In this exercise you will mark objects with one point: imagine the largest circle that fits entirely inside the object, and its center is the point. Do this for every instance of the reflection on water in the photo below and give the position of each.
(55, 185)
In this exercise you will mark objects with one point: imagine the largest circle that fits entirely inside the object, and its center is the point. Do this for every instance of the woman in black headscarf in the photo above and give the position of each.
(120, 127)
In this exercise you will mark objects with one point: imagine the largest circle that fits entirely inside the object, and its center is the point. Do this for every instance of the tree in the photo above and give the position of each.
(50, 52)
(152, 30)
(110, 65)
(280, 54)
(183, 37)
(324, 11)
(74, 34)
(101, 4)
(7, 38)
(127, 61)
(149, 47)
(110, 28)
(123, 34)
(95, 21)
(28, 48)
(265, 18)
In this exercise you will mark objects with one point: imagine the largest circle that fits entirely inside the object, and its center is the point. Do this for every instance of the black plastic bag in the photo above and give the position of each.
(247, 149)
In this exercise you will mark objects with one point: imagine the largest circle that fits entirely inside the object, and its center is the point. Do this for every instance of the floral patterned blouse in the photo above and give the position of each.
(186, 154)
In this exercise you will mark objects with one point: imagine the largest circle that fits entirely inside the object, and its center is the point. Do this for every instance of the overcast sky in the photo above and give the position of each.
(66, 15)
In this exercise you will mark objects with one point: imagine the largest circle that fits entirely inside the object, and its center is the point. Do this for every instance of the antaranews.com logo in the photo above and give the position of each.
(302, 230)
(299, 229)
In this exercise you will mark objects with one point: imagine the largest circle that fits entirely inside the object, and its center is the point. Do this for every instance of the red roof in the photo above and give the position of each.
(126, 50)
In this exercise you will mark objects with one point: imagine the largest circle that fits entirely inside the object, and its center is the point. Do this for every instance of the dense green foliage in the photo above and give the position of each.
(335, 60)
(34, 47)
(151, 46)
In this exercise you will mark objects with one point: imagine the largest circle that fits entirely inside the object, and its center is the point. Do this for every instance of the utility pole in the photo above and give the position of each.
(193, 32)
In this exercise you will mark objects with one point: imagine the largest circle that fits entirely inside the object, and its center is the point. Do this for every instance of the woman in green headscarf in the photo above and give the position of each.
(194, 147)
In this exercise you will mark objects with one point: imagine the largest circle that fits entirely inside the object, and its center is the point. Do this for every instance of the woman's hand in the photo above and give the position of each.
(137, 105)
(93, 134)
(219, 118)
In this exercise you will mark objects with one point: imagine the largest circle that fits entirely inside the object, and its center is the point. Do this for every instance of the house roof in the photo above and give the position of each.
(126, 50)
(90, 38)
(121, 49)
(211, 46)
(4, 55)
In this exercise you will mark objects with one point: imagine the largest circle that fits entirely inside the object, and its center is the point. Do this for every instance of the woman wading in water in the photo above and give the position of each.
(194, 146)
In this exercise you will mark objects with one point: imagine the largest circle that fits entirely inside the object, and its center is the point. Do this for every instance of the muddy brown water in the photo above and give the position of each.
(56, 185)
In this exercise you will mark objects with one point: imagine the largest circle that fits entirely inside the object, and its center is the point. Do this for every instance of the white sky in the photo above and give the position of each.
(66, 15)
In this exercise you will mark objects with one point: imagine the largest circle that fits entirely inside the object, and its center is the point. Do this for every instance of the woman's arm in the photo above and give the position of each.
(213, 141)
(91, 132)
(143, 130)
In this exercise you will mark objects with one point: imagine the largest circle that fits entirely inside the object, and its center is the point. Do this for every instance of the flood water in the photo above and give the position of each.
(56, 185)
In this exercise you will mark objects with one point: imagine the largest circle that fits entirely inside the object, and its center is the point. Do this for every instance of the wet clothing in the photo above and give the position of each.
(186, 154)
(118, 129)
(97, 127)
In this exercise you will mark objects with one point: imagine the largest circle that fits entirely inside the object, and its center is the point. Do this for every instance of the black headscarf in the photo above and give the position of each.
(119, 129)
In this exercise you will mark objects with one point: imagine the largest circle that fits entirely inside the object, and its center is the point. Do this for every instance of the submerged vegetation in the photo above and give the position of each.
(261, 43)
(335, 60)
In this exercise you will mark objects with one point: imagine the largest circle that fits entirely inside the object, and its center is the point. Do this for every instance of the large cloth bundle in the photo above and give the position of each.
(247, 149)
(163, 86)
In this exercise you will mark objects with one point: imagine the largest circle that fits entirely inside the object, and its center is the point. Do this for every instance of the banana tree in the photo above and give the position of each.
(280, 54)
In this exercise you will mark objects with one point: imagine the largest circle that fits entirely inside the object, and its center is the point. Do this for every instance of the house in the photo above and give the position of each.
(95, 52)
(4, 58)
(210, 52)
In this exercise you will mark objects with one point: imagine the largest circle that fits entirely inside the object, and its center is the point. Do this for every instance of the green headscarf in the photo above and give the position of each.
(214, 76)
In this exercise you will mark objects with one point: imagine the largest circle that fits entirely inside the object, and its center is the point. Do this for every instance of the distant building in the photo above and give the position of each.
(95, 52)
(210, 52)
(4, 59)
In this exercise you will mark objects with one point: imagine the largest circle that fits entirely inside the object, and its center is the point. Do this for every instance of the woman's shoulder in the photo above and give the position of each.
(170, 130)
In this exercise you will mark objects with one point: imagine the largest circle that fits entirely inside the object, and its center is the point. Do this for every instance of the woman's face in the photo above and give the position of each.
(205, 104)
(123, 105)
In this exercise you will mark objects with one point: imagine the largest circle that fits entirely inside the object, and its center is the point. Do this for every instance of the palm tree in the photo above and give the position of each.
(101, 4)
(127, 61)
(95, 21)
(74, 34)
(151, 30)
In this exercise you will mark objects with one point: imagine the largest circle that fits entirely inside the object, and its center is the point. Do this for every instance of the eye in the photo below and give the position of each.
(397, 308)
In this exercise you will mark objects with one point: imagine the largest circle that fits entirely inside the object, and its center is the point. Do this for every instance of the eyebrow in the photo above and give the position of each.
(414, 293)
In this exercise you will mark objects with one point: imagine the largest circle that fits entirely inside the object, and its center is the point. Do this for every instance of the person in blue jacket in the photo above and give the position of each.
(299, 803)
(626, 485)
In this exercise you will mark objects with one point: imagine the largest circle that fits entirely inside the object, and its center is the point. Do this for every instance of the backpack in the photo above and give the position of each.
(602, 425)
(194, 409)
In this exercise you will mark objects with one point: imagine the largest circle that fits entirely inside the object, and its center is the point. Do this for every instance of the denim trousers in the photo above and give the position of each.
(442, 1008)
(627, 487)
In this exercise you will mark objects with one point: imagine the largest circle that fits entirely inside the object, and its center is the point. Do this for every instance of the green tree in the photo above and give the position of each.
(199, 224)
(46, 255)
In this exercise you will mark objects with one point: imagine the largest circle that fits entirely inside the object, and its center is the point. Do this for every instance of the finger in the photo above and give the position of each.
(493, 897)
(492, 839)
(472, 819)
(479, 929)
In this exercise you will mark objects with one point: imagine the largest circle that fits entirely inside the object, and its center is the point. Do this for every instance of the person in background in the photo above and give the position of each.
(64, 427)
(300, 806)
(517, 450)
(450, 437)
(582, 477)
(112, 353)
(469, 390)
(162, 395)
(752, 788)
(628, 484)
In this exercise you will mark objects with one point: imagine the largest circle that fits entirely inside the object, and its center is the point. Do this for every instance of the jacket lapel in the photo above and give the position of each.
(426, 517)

● **SHORT TASK**
Transcribe every line of the data, exactly as it stands.

● **CORRECT RESULT**
In this exercise you will mark objects with one point: imagine the largest circle that fits entirely inside the object, and its center is the point. Do this for every instance of the reflection on water in the photo below and give the position of each.
(55, 185)
In this exercise you will mark objects with one point: imagine the largest circle that fits entirely inside the object, and its center is the point. Do this for every instance of the woman in black headscarf in the photo above and give the position of each.
(120, 127)
In this exercise you will mark objects with one point: imagine the largest circle that fits entirely inside the object, and its center is the point. Do this for every instance of the tree in the photo above and give the position of each.
(50, 52)
(152, 30)
(110, 65)
(280, 54)
(183, 37)
(324, 11)
(74, 34)
(101, 4)
(7, 38)
(127, 61)
(149, 47)
(110, 28)
(123, 34)
(95, 21)
(28, 48)
(265, 18)
In this exercise you will mark objects with one point: imagine the largest circle that fits entirely inside the object, and its center is the point. Do this for every instance of the black plastic bag in the photo above and give the position of each.
(247, 149)
In this exercise you will mark objects with one point: imagine the largest circle that fits entirely inside the object, and its center is the point. Do this for every instance of the floral patterned blouse in the photo above and give the position of each.
(186, 154)
In this exercise you will mark objects with one point: imagine the largest circle that fits entirely inside the object, and its center is the point. Do this for every instance of the overcast sky in the photo above and give the position of each.
(66, 15)
In this exercise you will mark objects with one point: imagine the largest circle that fits entirely inside the object, and its center is the point. Do this for every instance of the antaranews.com logo in the photo above and give the position of each.
(302, 230)
(299, 229)
In this exercise you will mark objects with one point: imagine the largest circle that fits entirely inside the object, and its center is the point. Do this for every instance of the red roof in the photo above and give the position of each.
(126, 50)
In this exercise you will mark objects with one point: imagine the largest circle that fits entirely inside the object, and its center is the point. Do this for every instance of the dense green foliage in the photo above and give the position of each.
(335, 60)
(34, 47)
(151, 46)
In this exercise you will mark objects with one point: imagine the largest circle that fits entirely inside the object, and its center is the point. Do this for every instance of the utility pole in the photo above and give the position of each.
(193, 32)
In this exercise you will mark objects with one point: imagine the largest circle that fits entirely inside the object, and its center is the point. Do this for every instance of the woman in green headscarf in the photo above and give the position of each.
(194, 147)
In this exercise you will mark objects with one point: imagine the largest circle that fits entirely inside the object, and its center is the point. Do this for every instance of the woman's hand in the photo above and give the position of each.
(137, 105)
(93, 134)
(219, 118)
In this exercise you will mark objects with one point: imagine the largest circle that fits entirely inside the object, and its center is the point. Do this for every instance of the house roof in the photo above and give the position of each.
(126, 50)
(90, 38)
(121, 49)
(211, 46)
(4, 55)
In this exercise you will mark objects with one point: imagine the largest circle that fits entirely inside the object, and its center is the point. Do this for every instance of the woman wading in water in the photo above and give the position of each.
(194, 146)
In this exercise you will mark objects with one point: imagine the largest circle that fits entirely inside the object, and its center is the point. Do this for every instance of the muddy brown water in the photo above and give the position of each.
(56, 185)
In this exercise you will mark objects with one point: imagine the largest circle that fits entirely inside the object, and its center is the point. Do this for every instance of the white sky in the photo above and give the position of each.
(66, 15)
In this exercise you will mark objects with one point: imagine the largest circle that fits entirely inside the object, and its center is the point. Do this for every instance of the woman's arm in the photo above and give the position of each.
(213, 141)
(91, 132)
(143, 130)
In this exercise you will mark objects with one point: imagine the largest circle that fits entirely inside the object, and its center is the point. Do this for every instance of the flood water in the photo above and give the position of each.
(56, 185)
In this exercise you will mark objects with one point: imagine the largest circle that fits entirely inside the object, and its center is the point. Do this for every instance of the wet clothing in the photo above and give the position of each.
(186, 154)
(118, 129)
(97, 127)
In this exercise you will mark objects with one point: imagine the largest circle that fits entirely inside the object, and its center is the point. Do this for every instance of the black headscarf in the photo above and give the position of each.
(119, 129)
In this exercise you will mark objects with one point: imagine the largest circle that fits entirely inside the object, and its center is the point. Do this for every instance of the submerged vegetation in the photo above and give the position of each.
(261, 43)
(335, 60)
In this exercise you will mark objects with one point: imagine the largest circle that fits entirely inside the object, and its center is the point. Do this for every instance of the large cloth bundle in the photo above and give the position of each.
(247, 149)
(163, 86)
In this exercise you will mark objects with one point: imagine the largest circle that fits entirely inside the object, and its center is the point. Do this for every instance of the banana tree in the photo above and give the position of each.
(280, 54)
In this exercise you will mark objects with one point: imagine the largest circle that fits entirely inside the object, and its center is the point. Do this for every instance of the house in the photo above and give the position of each.
(95, 52)
(4, 58)
(210, 52)
In this exercise you will mark objects with one point: imagine the largest circle that fits entirely inside the object, and its center is the point. Do this for every instance of the green headscarf in the photo above and give the position of each.
(214, 76)
In this exercise you will mark objects with one point: imagine the largest circle that fits entirely inside the object, and its center is the point. Do this for every instance of the distant building in the photo above and give the position of each.
(95, 52)
(210, 52)
(4, 59)
In this exercise you will mark objects with one point: imagine the largest circle that fits entirely inside the object, and its center is the point. Do this for every instance of the woman's shoulder in the photo above and give the position of each.
(170, 130)
In this exercise you will mark objects with one point: imagine the largest circle that fits entirely inside the object, and its center is the point. Do this for every instance of the woman's face in the photo above and give the position of each.
(205, 104)
(123, 105)
In this exercise you will mark objects with one point: imagine the largest circle that fits entirely inside the object, and its center is the point. Do this for every instance of the palm tree in the photo above and give the position of each.
(101, 4)
(127, 61)
(95, 21)
(74, 34)
(151, 30)
In this exercise you will mark objects with one point: imagine the largest circle that fits entirely inside the object, and its center is the point. Do this for every instance of the eye in the photo below and give the position of each.
(397, 308)
In this exercise you will mark objects with one point: imagine the largest circle that fits entirely inside the object, and its center is the point. Do this for every instance of the eyebrow in the photo above and give the position of each.
(414, 293)
In this exercise you will mark objects with one point: imagine the largest circle that fits entirely inside the object, and its center is the point. Do this for every instance of the person in blue jacket in the photo above and give the position of each.
(299, 803)
(626, 485)
In this exercise you will mark objects with one point: imagine the largest circle that fits entirely inside the object, and its center is the point. Do this for every instance of the backpack in the photo above and give the position of each.
(602, 425)
(194, 409)
In this exercise you will mark objects with one point: imagine the largest circle that fits entirely inside the object, and its center is the point. Do this for every instance of the denim trousers in the photo above and give the position of each.
(442, 1008)
(627, 487)
In this exercise you will mark objects with one point: imagine the largest circle that fits entirely inside the object, and its center is the point. Do this for every instance of the green tree in the photo above and give the position of each.
(199, 224)
(46, 255)
In this exercise you will mark objects with one point: imagine the largest circle that fits entirely inside the object, and its center is the point. Do this for every instance of the finger in the photo above and give the position of each.
(493, 897)
(492, 839)
(472, 819)
(479, 929)
In this exercise you will mark objects with one point: imagine the largest circle that fits entirely inside the object, and its center is the point. Do this for every instance of the person in background in the photo above and give the position of each.
(64, 427)
(300, 806)
(517, 450)
(450, 437)
(582, 477)
(112, 353)
(469, 390)
(162, 395)
(752, 788)
(628, 484)
In this exercise you will mark objects with one point: imagine the largest circle that fits entirely inside the object, and its center is the point. Do this for every instance of the jacket lapel in the photo above and give the position of each.
(426, 517)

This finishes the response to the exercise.